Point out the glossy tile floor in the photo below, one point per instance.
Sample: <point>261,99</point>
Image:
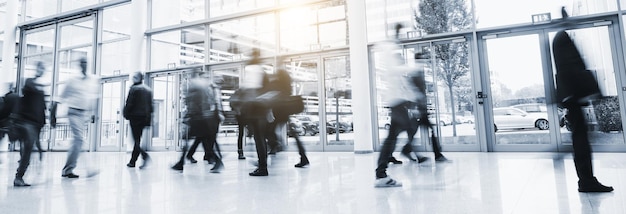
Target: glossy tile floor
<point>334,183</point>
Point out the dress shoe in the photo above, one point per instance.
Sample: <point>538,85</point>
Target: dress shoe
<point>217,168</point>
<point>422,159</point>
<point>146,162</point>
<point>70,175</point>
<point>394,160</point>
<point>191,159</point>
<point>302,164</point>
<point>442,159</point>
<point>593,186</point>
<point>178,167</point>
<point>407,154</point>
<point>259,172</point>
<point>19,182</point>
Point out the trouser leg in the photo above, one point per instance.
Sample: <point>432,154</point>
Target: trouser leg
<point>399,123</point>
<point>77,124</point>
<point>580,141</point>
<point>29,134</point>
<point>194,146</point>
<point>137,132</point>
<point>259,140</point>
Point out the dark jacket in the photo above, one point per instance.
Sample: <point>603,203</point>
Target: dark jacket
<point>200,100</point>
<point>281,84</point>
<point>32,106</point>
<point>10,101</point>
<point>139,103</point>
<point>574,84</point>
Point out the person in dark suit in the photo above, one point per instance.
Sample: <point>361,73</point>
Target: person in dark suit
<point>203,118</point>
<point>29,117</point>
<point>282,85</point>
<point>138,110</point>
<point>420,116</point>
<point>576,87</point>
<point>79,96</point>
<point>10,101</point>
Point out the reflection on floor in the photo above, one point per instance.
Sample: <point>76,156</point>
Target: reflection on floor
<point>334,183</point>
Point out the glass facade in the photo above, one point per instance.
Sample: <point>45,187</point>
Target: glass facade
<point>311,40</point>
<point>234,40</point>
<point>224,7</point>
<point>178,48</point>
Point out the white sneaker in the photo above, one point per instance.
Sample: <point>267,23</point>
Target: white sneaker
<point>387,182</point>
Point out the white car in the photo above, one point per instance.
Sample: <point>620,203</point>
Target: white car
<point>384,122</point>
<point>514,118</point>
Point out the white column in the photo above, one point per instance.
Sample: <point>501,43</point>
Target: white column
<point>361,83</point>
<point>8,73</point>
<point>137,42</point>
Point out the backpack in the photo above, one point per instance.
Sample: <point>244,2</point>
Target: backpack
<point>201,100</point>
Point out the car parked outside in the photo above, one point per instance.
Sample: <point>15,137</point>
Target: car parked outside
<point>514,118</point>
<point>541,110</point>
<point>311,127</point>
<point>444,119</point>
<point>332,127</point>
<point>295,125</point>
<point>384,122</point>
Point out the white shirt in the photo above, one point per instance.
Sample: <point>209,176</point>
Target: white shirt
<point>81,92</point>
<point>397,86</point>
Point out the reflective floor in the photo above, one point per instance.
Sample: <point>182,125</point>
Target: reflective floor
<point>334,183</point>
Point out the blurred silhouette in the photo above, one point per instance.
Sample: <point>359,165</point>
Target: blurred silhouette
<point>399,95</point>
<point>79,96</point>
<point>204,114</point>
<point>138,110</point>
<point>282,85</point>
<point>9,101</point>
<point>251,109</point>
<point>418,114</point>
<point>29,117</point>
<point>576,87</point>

==

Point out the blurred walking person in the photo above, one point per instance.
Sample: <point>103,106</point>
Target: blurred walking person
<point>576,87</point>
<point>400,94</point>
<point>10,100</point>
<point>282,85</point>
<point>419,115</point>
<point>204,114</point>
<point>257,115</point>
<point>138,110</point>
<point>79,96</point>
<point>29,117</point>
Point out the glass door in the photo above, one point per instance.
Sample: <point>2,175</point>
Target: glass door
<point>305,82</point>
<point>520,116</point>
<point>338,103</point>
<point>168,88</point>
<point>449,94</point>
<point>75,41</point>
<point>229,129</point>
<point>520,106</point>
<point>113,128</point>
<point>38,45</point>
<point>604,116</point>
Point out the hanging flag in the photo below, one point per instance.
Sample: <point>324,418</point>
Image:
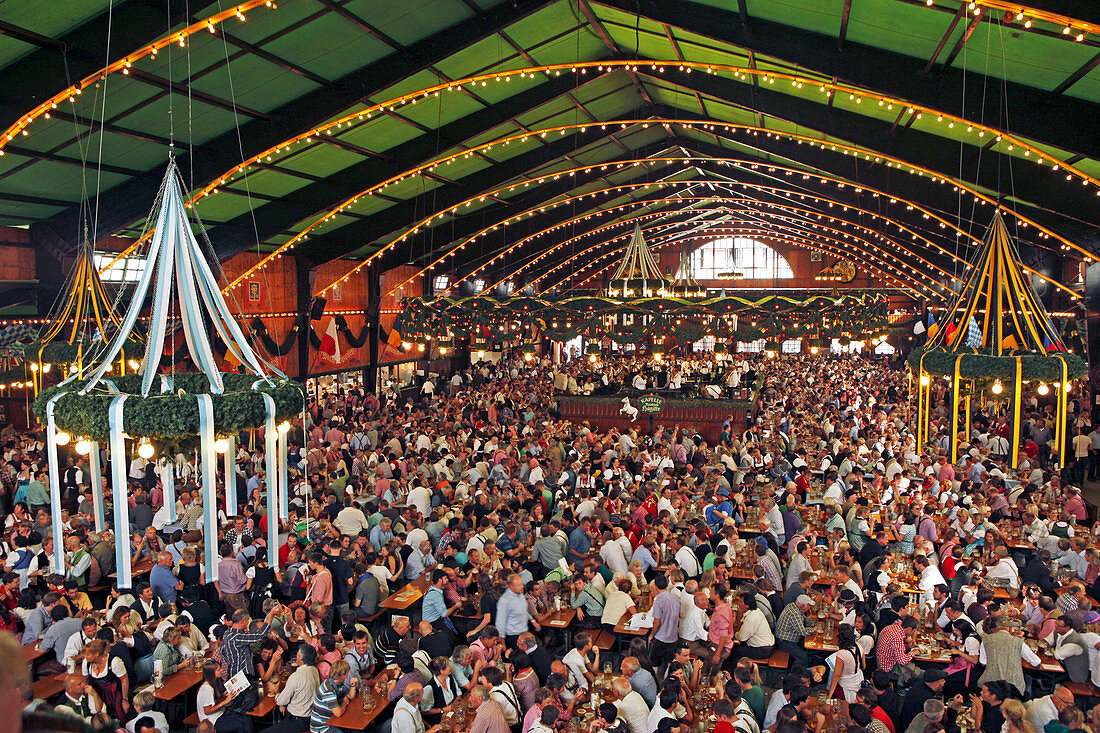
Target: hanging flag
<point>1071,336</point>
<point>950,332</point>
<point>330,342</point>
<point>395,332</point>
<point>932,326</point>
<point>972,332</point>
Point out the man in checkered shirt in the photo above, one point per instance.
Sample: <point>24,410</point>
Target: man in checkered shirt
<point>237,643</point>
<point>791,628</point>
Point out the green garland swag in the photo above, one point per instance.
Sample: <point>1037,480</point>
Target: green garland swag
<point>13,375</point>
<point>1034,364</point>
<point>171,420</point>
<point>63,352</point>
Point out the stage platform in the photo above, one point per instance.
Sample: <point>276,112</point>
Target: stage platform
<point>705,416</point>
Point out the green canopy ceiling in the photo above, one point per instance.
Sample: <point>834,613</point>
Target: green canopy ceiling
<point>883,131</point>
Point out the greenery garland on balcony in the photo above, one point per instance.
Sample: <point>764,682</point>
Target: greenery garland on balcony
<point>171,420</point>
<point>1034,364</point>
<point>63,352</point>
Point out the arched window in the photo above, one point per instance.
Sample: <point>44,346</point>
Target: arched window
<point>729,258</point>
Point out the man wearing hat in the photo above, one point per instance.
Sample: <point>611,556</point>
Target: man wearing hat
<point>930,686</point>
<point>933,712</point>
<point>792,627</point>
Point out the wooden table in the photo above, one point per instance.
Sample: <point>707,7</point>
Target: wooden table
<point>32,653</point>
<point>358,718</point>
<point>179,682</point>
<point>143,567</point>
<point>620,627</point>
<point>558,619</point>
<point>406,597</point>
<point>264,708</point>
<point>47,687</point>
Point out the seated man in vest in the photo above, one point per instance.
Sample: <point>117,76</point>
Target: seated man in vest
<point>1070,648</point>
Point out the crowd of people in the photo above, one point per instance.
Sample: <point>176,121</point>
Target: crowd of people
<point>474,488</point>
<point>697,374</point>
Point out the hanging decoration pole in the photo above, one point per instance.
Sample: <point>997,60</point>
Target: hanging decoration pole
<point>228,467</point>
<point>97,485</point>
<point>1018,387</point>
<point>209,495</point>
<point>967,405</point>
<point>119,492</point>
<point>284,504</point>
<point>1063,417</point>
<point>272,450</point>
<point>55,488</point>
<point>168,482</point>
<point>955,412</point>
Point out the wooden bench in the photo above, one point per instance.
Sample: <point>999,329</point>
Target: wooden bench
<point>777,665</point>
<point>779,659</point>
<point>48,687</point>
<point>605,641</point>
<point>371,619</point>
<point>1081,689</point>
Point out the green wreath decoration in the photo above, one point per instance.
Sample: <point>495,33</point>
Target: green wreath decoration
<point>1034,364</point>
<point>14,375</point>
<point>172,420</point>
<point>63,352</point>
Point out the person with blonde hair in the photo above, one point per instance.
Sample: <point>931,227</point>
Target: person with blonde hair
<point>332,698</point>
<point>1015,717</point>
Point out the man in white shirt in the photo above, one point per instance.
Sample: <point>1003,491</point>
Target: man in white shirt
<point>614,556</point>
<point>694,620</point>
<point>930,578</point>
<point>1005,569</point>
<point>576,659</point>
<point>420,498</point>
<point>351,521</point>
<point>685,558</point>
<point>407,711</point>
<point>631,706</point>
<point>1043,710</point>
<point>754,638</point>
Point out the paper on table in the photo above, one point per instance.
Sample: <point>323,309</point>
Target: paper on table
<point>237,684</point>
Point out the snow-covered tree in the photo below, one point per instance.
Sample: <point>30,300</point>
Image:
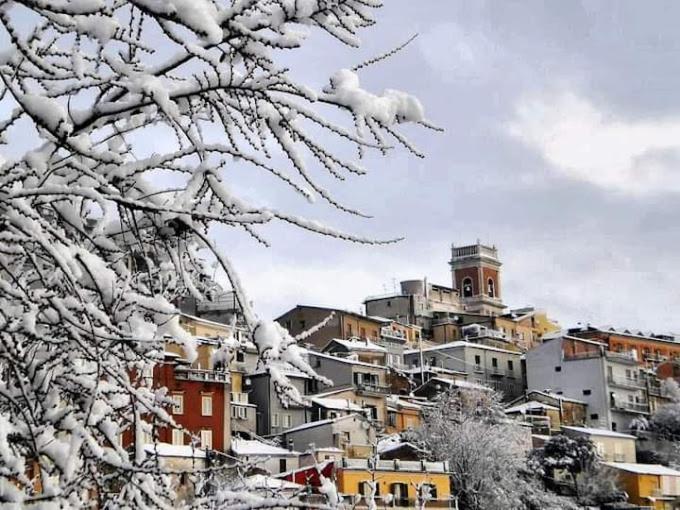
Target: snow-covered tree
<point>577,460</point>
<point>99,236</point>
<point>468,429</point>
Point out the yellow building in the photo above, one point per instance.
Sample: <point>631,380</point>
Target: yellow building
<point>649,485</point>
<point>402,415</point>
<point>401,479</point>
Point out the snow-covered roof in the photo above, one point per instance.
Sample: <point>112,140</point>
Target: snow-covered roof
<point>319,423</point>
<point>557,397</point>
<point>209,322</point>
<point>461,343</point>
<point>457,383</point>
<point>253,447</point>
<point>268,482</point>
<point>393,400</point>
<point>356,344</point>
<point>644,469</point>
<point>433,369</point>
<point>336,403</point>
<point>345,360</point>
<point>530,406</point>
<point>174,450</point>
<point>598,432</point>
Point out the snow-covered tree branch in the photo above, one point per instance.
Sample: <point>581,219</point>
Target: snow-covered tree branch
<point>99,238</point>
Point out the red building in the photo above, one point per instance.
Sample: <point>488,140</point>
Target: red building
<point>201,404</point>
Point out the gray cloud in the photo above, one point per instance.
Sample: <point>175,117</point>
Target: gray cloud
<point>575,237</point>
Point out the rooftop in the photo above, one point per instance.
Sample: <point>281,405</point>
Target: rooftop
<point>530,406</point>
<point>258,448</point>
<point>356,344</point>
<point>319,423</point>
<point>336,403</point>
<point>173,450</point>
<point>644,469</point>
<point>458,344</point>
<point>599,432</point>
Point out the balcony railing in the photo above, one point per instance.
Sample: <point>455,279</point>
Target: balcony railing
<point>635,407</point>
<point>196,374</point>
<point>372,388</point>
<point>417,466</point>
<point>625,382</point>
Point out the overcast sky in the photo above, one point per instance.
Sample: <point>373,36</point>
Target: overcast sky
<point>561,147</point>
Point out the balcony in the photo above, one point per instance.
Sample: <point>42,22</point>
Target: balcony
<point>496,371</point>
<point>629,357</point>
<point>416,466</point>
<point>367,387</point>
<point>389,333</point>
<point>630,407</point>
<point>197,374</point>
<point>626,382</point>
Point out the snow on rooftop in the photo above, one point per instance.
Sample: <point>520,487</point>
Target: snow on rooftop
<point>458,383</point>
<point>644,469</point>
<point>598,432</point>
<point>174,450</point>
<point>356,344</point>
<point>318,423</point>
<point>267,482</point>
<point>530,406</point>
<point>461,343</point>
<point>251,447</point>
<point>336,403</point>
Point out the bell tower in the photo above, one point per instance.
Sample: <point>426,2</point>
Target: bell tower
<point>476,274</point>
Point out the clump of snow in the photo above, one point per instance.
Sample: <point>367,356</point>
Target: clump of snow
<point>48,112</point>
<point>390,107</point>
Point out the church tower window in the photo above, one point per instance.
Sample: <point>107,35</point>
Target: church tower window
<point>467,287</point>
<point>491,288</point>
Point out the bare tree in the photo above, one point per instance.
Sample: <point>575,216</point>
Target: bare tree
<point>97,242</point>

---

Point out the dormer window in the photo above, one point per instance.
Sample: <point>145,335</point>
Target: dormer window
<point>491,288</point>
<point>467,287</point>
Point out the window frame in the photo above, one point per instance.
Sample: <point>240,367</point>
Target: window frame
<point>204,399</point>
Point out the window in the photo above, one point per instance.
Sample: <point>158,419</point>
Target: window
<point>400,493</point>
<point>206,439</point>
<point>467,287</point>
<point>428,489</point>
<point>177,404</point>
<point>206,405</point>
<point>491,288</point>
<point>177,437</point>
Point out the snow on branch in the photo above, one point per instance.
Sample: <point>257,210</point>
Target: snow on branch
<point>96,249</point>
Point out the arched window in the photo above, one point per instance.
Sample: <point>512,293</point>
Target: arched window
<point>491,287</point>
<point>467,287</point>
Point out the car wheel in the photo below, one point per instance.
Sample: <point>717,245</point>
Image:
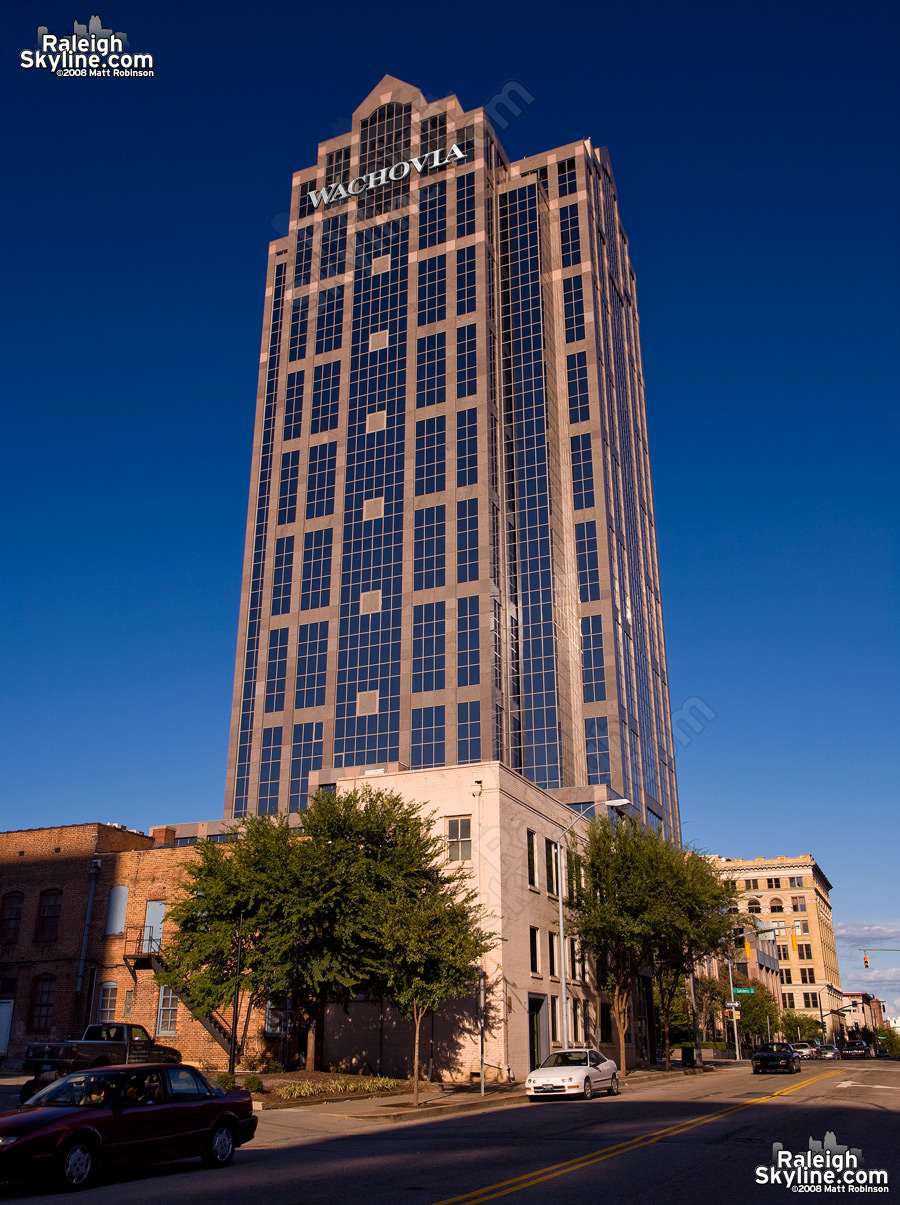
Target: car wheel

:: WHAT TO PRODUCE ::
Set down again, exactly, every line above from the one with "Point out the glossy" down to the one with "Point out the trouser", both ends included. No pictures, and nothing else.

:: ANSWER AREA ::
Point out the glossy tile floor in the photo below, one point per instance.
Sample: <point>261,99</point>
Image:
Target: glossy tile floor
<point>334,183</point>
Point out the dress shoe in the photo above, one point per instance.
Sample: <point>538,85</point>
Target: dress shoe
<point>217,168</point>
<point>422,159</point>
<point>146,162</point>
<point>70,175</point>
<point>394,160</point>
<point>191,159</point>
<point>302,164</point>
<point>442,159</point>
<point>593,186</point>
<point>178,167</point>
<point>407,154</point>
<point>259,172</point>
<point>19,182</point>
Point out the trouser leg in the photo above, one point per instance.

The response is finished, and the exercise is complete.